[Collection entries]
☆ ☆ ☆ ☆ ☆ ☆ ☆

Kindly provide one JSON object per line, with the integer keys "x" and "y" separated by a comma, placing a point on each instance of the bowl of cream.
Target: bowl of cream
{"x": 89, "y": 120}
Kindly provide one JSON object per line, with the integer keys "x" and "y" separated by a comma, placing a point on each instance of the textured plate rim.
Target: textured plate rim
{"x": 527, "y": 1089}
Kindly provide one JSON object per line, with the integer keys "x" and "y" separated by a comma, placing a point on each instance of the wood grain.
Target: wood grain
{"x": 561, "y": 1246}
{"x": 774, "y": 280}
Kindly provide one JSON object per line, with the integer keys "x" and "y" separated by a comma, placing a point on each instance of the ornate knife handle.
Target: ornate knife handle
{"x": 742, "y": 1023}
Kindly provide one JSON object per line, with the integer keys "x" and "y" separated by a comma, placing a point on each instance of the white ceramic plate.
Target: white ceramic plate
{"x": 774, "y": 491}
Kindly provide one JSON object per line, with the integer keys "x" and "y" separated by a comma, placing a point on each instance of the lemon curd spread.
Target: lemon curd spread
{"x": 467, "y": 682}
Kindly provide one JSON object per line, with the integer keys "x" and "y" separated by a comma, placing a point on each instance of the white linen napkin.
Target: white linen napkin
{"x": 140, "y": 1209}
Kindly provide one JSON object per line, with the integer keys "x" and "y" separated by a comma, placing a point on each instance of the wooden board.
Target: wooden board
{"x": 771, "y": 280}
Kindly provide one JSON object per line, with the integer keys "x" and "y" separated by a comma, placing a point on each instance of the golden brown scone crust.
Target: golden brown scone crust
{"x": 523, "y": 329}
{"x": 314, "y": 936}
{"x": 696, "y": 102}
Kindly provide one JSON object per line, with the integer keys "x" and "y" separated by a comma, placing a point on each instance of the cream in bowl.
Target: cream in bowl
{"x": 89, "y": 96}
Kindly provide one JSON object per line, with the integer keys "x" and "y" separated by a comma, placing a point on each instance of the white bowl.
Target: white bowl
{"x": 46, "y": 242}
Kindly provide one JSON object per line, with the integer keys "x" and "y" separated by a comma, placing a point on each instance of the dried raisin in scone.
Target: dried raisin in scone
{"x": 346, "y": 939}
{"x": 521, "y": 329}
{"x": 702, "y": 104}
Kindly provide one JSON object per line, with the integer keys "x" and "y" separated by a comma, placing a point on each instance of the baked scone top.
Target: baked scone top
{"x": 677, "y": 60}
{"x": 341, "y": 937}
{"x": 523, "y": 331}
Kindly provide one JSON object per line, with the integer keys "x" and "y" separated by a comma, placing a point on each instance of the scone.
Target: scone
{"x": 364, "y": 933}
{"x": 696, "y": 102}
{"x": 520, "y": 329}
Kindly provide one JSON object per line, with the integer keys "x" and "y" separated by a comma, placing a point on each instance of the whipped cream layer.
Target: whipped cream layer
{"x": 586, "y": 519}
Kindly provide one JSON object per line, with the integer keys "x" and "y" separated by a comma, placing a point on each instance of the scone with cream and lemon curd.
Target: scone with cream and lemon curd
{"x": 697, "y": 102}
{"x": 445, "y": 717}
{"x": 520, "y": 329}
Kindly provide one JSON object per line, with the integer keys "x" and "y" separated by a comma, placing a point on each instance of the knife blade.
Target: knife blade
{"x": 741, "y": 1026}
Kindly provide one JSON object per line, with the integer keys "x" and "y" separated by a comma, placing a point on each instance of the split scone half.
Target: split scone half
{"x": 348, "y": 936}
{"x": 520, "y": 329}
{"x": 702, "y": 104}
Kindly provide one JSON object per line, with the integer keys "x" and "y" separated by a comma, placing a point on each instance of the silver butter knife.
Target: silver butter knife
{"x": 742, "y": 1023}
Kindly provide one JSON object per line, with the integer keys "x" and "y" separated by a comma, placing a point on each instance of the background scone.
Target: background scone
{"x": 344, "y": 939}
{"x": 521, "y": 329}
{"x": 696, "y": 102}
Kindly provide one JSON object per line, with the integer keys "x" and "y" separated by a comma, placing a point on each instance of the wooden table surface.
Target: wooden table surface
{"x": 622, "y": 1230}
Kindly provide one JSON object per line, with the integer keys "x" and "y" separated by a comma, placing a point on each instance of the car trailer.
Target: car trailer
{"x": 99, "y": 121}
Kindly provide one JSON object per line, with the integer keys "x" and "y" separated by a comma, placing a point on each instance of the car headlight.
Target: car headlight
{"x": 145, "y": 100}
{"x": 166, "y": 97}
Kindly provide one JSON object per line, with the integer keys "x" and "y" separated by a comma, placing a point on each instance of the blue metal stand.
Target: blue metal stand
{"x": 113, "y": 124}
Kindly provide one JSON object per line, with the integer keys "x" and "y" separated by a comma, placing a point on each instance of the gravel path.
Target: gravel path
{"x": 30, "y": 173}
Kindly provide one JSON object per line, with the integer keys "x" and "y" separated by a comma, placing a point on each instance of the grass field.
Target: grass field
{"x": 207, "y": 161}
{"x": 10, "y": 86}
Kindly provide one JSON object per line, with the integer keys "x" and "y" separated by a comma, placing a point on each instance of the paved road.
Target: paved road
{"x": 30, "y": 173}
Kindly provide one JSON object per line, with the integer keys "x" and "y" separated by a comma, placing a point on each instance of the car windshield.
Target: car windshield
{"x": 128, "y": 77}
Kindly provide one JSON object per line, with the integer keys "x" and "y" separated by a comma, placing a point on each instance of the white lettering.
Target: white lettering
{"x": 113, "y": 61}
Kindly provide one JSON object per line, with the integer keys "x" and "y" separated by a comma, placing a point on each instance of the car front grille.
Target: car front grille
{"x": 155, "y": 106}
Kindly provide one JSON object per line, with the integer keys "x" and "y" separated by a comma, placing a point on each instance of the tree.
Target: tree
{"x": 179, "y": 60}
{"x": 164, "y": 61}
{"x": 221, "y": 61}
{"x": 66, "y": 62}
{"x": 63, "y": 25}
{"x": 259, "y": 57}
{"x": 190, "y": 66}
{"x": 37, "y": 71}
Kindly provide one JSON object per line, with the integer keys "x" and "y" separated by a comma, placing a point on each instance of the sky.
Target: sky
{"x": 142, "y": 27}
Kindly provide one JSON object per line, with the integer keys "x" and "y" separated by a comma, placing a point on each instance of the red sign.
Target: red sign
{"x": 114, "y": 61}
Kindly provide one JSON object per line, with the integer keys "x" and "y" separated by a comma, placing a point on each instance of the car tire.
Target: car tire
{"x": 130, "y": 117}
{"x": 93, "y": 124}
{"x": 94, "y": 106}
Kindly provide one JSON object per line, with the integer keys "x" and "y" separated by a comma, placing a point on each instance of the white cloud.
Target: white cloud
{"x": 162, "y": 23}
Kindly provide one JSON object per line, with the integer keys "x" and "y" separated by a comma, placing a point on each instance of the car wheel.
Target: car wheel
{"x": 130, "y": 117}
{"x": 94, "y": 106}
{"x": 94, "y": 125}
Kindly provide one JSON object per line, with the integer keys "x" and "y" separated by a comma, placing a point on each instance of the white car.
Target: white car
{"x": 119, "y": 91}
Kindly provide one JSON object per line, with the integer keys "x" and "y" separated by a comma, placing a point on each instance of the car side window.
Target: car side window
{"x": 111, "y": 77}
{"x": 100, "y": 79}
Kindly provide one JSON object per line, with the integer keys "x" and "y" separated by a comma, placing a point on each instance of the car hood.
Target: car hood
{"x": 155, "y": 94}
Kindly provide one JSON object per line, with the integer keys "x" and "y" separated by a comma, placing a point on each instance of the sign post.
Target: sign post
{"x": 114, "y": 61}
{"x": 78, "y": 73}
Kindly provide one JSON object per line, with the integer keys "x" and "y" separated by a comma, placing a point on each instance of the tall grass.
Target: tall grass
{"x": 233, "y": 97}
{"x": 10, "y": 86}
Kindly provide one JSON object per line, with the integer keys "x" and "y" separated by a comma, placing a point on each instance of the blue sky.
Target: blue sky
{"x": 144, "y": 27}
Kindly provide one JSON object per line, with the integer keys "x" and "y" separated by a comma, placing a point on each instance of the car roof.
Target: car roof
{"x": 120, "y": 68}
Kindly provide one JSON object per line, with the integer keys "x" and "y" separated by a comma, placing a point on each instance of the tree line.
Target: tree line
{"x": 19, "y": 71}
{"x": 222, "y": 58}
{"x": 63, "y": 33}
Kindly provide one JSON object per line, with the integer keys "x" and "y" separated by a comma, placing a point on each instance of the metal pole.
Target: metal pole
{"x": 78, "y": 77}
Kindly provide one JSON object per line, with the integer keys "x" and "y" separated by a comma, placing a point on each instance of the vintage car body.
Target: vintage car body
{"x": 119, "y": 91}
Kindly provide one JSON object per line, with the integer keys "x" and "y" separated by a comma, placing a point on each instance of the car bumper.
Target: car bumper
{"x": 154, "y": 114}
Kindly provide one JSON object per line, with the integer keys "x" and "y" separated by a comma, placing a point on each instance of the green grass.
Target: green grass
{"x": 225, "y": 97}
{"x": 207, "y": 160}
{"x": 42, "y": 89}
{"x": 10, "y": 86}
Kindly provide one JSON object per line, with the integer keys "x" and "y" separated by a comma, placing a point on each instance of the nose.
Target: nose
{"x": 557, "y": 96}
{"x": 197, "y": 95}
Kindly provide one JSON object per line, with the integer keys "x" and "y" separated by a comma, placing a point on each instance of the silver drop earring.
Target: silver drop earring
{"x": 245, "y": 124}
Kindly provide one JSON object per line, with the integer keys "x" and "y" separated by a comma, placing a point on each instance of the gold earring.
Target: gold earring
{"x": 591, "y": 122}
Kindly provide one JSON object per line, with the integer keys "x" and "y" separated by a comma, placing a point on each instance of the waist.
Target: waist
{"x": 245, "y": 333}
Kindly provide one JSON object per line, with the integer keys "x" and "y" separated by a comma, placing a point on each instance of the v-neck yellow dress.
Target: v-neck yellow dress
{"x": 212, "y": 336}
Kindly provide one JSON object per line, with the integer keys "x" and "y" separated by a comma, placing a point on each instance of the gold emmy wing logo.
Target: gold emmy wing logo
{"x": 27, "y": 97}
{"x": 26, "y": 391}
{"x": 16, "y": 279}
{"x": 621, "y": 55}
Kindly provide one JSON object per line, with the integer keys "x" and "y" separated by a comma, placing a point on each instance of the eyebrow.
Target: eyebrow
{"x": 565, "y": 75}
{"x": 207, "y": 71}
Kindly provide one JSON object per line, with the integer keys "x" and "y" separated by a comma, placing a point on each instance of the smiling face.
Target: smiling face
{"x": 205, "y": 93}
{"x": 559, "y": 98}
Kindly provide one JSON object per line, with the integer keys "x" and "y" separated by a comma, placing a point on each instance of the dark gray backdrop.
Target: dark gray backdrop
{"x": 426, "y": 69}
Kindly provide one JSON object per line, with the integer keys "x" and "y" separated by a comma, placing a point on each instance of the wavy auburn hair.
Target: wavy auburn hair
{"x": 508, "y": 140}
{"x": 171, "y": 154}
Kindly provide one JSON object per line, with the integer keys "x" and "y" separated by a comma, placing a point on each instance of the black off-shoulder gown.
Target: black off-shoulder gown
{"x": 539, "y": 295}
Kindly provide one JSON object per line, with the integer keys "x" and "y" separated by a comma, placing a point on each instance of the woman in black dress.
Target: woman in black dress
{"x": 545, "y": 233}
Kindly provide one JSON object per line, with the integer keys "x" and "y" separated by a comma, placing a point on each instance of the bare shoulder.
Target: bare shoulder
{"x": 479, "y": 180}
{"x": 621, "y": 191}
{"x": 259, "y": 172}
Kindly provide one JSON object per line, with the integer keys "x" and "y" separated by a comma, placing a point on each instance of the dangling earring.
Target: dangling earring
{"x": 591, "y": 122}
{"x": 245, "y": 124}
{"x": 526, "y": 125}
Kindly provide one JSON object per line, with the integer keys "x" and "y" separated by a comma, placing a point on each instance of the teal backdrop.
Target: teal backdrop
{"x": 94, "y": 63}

☆ ☆ ☆ ☆ ☆ ☆ ☆

Task:
Of the entries above, transcribe exactly those lines that fall between the line containing "Target: smiling face" and the line containing "wavy auburn hair.", together with those two lines.

Answer to the exercise:
Target: smiling face
{"x": 205, "y": 93}
{"x": 559, "y": 98}
Kindly provide one JSON object per line, with the integer keys "x" and "y" separated by a comma, placing a point on each instance of the dark gray backdrop.
Target: dark gray backdrop
{"x": 426, "y": 69}
Kindly provide one JSON object per line, with the integer keys "x" and "y" separated by a comma, placing a point on each instance of the wavy auburn hair.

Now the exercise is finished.